Texte à lire -
◆ ◆ ◆ ◆ ◆ ◆ ◆

Les protéines végétales peinent encore à se développer
Les protéines végétales peinent encore à se développer

Faire de la France un leader des protéines végétales : c’était l’objectif du projet ProtéiNEW, lancé en septembre 2021 et clôturé en janvier 2024, lors d’un colloque organisé le 18 janvier par Terres Univia et Protéines France. « La France est bien placée pour atteindre cette ambition car elle dispose d’un collectif d’acteurs allant du champ à l’assiette, souligne Paul-Joël Derian, président de Protéines France, en ouverture du colloque. Nous avons cependant vu que le collectif a besoin de nouveaux outils et de nouvelles connaissances. »

« Être conscient d’où l’on part »

Après trois ans de travail, et malgré une consommation toujours en croissance, dans un contexte inflationniste, la marche à gravir reste en effet encore très haute. Un défi de taille, que n’a pas manqué de souligner le directeur de Terres Univia, Laurent Rosso : « Tout reste à faire, résume-t-il. Nous devons mener en parallèle les investissements dans la recherche, la gestion des risques, l’organisation des filières, sinon nous perdrons du temps et nous aurons du mal à enclencher la dynamique. » Certains outils manquent encore, à l’image des capacités lacunaires chez FranceAgriMer, pour faire le recensement des cultures de légumes secs. « Il faut être conscient d’où on part », appuie Laurent Rosso.

Temporiser les retraits de substances

Le directeur de Terres Univia insiste par ailleurs sur l’enjeu des produits phytosanitaires. « Les cultures les plus ciblées par le retrait de molécules sont celles de diversification et notamment les légumineuses », indique-t-il. Les solutions de désherbage seraient tout particulièrement concernées. « Nous devons absolument réussir à temporiser les décisions, cela ne sert à rien que nous nous mobilisons tous dans ce type de projet si nous ne pouvons plus produire », déplore Laurent Rosso. La problématique phytosanitaire aurait également des conséquences sur la dynamique exportatrice de la France. « Pour la féverole, nous avons perdu le marché égyptien en raison d’un manque d’insecticides, poursuit-il. Nous redécouvrons actuellement l’intérêt de cette culture mais nous ne sommes pas prêts, il faut tout redécouvrir, resegmenter, réinventer. »

◆ ◆ ◆ ◆ ◆ ◆ ◆

Entrées de contours étiquetées:
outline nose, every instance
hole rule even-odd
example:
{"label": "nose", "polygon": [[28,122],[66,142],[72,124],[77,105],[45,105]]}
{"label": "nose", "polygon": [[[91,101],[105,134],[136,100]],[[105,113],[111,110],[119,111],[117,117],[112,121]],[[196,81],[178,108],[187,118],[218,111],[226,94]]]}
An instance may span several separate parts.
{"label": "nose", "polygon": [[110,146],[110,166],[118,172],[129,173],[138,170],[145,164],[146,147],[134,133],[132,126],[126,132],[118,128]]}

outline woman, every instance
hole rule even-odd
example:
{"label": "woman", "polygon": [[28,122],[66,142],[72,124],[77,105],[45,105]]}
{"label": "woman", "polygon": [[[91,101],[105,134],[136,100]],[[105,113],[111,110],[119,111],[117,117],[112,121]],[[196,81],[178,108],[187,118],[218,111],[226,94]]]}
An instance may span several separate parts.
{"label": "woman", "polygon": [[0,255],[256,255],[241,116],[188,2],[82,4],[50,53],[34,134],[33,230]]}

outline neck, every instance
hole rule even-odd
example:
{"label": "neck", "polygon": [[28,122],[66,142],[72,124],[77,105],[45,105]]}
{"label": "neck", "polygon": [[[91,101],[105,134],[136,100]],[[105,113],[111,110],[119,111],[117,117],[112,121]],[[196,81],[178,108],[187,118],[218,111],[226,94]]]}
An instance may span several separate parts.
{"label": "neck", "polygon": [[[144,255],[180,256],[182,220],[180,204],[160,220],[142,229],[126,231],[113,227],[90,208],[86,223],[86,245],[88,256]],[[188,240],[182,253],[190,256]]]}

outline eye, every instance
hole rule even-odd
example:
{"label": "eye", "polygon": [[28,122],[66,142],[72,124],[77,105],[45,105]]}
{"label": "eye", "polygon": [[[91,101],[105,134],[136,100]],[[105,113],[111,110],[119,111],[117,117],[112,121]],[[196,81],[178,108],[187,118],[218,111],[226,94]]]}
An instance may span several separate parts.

◆ ◆ ◆ ◆ ◆ ◆ ◆

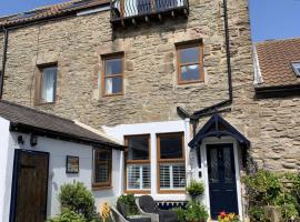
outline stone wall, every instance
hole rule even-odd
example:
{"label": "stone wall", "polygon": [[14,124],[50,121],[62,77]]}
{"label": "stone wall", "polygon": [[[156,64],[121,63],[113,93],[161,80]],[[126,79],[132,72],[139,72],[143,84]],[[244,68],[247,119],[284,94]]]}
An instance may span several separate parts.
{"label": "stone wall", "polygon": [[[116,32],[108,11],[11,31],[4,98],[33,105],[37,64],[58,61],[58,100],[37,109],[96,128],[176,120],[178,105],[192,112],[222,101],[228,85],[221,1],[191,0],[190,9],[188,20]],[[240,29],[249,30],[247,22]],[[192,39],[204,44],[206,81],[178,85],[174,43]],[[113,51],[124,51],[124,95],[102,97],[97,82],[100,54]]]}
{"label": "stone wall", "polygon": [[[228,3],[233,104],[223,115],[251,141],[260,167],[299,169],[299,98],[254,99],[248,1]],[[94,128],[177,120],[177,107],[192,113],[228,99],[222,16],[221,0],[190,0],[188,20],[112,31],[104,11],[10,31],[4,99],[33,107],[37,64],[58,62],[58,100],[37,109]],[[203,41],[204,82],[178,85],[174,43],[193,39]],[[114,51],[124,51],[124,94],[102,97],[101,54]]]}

◆ ◆ ◆ ◆ ◆ ◆ ◆

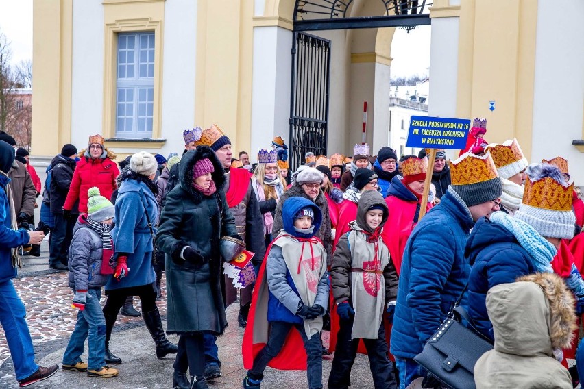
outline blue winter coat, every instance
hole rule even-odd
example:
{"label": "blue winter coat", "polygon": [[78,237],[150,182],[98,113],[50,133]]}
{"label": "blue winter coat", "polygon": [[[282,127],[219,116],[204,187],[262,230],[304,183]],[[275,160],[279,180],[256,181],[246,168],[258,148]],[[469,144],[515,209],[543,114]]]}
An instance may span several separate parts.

◆ ◆ ◆ ◆ ◆ ◆ ◆

Consignes -
1 – Traduisez en anglais cette phrase du texte sur les légumineuses : « Le directeur de Terres Univia insiste par ailleurs sur l’enjeu des produits phytosanitaires. »
2 – Ces affirmations sont-elles conformes au texte sur les légumineuses ? Pour chacune, répondez par oui ou par non et citez les mots du texte qui tranchent.
(a) Le projet ProtéiNEW a été lancé en septembre 2021.
(b) La France a perdu le marché égyptien de la féverole à cause d’un excès d’insecticides.
(c) Le colloque s’est tenu le 18 janvier.
3 – Poursuivez le texte sur les légumineuses au-delà de sa dernière phrase.

Réponses -
1 – The director of Terres Univia also stresses the issue of plant protection products.

2 –
(a) Oui : « lancé en septembre 2021 ».
(b) Non : « en raison d’un manque d’insecticides ».
(c) Oui : « organisé le 18 janvier ».

3 –
Débloquer l’innovation semencière

Un effort colossal à fournir qu’abonde Raphaëlle Senio-Girerd, directrice innovation et filière chez Sofiprotéol. « Nous sommes presque au creux de la vague, historiquement, de la production de protéines végétales, souligne-t-elle. Les frémissements sont très légers. Or, l’envie et la demande sont là. Pour l’heure, les conditions ne sont pas réunies en termes de prix payé et de la prise de risque, compte tenu des impasses techniques. » Pour surmonter ces obstacles, Raphaëlle Senio-Girerd plaide en faveur de la définition d’un socle commun garantissant la compétitivité des productions et la capacité à produire des agriculteurs. Parmi les priorités identifiées par Sofiprotéol : la levée de frein dans l’innovation semencière. « Nous devons sortir du cercle vicieux où nous produisons moins et donc nous

investissons moins, plaide-t-elle. La priorité de Sofiprotéol est de rattraper 30 à 40 ans de retard en investissant dans l’innovation semencière. Nous espérons pouvoir répondre à la demande avec une offre locale dans les prochaines années. »

Le pari du collectif

Cette dernière veut cependant croire aux bénéfices apportés par les projets collectifs associant de nombreux acteurs, à l’image de ProtéiNEW. « Ils permettent de créer une masse critique, et un lieu d’échanges où les industriels peuvent être clairs sur leurs attentes. Par ailleurs, dans un effort de décarbonation, les entreprises souhaitent favoriser l’introduction de légumineuses dans les rotations, explique-t-elle. Les consommateurs ne doivent pas être les seuls à assumer cette transition. »

Des ateliers organisés avec les participants du colloque doivent permettre de finaliser les différents livrables du projet.